# Llama-Index Quickstart

In this quickstart you will create a simple Llama Index App and learn how to log it and get feedback on an LLM response.

For evaluation, we will leverage the "hallucination triad" of groundedness, context relevance and answer relevance.

[![Open In Colab](https://colab.research.google.com/assets/colab-badge.svg)](https://colab.research.google.com/github/truera/trulens/blob/main/trulens_eval/examples/quickstart/llama_index_quickstart.ipynb)

## Setup

### Install dependencies
Let's install some of the dependencies for this notebook if we don't have them already

In [1]:
# pip install trulens_eval==0.18.3 llama_index>=0.8.69 html2text>=2020.1.16 

### Add API keys
For this quickstart, you will need Open AI and Huggingface keys. The OpenAI key is used for embeddings and GPT, and the Huggingface key is used for evaluation.

In [2]:
import os
os.environ["OPENAI_API_KEY"] = "sk-..."

### Import from LlamaIndex and TruLens

In [3]:
from trulens_eval import Tru

tru = Tru()

🦑 Tru initialized with db url sqlite:///default.sqlite .
🛑 Secret keys may be written to the database. See the `database_redact_keys` option of `Tru` to prevent this.


### Create Simple LLM Application

This example uses LlamaIndex which internally uses an OpenAI LLM.

In [4]:
from llama_index import VectorStoreIndex
from llama_index.readers.web import SimpleWebPageReader

documents = SimpleWebPageReader(
    html_to_text=True
).load_data(["http://paulgraham.com/worked.html"])
index = VectorStoreIndex.from_documents(documents)

------------------------------

▶ [BRIEF 1]:
Answer these questions about the Llama-Index quickstart:
(a) Which three measures make up the "hallucination triad"?
(b) What is the Huggingface key used for?
(c) Which web page does SimpleWebPageReader load?
▶ [BRIEF 2]: Continue the Llama-Index quickstart from its last line of code.
The records come from a separate source, unrelated to the Llama-Index quickstart.

------------------------------

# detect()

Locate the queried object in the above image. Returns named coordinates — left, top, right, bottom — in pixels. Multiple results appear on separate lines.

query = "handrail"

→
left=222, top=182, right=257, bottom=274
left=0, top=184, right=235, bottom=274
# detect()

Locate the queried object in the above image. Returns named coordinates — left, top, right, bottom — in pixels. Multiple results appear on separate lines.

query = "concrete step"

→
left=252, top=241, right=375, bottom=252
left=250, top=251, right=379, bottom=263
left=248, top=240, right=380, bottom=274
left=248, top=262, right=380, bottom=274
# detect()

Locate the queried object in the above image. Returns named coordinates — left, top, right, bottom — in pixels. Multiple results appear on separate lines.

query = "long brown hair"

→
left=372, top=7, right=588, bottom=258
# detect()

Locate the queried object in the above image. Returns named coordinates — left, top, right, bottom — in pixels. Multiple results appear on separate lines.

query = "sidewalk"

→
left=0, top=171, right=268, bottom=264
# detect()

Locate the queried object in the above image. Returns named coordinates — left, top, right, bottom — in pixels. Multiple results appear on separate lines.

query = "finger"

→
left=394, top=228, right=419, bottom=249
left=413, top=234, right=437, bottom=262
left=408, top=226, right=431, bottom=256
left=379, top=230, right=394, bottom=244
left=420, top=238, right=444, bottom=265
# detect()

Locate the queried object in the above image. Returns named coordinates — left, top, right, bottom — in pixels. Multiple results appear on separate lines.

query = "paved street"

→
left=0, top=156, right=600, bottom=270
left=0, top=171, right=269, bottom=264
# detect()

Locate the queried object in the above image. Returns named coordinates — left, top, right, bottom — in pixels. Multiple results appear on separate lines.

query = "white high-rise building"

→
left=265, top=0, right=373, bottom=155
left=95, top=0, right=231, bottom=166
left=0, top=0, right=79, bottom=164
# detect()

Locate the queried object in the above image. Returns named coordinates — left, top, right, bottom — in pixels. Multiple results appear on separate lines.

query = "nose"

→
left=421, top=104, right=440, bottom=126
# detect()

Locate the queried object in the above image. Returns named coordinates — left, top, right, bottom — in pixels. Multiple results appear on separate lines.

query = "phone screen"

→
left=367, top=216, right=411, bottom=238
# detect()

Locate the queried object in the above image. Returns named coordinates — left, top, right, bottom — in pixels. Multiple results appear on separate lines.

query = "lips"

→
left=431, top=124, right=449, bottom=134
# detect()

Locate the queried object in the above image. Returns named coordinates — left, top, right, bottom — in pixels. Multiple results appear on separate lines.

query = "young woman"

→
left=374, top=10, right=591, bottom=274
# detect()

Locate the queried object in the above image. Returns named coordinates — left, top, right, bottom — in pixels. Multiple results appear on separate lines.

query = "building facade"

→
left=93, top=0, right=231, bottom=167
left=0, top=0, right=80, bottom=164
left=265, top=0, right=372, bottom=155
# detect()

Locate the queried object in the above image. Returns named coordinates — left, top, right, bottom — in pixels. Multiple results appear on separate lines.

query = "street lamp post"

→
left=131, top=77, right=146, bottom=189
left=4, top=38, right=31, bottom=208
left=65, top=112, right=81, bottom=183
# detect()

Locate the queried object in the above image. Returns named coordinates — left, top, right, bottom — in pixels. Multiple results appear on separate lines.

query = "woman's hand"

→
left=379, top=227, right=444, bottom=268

------------------------------

▶ [ANSWER SPACE 1]:
(a) Groundedness, context relevance and answer relevance.
(b) Evaluation.
(c) http://paulgraham.com/worked.html

▶ [ANSWER SPACE 2]:
query_engine = index.as_query_engine()

### Send your first request

In [5]:
response = query_engine.query("What did the author do growing up?")
print(response)

The author mentioned that before college, they worked on two main things outside of school: writing and programming. They wrote short stories and also tried writing programs on an IBM 1401 computer.


## Setup One Click Testing

In [6]:
import numpy as np
import logging
logger = logging.getLogger(__name__)
from logging import StreamHandler

# Create a logger and set the logging level
logger = logging.getLogger(__name__)
logger.setLevel(logging.INFO)

# Create a StreamHandler to output logs to the notebook
handler = StreamHandler()
handler.setLevel(logging.INFO)
logger.addHandler(handler)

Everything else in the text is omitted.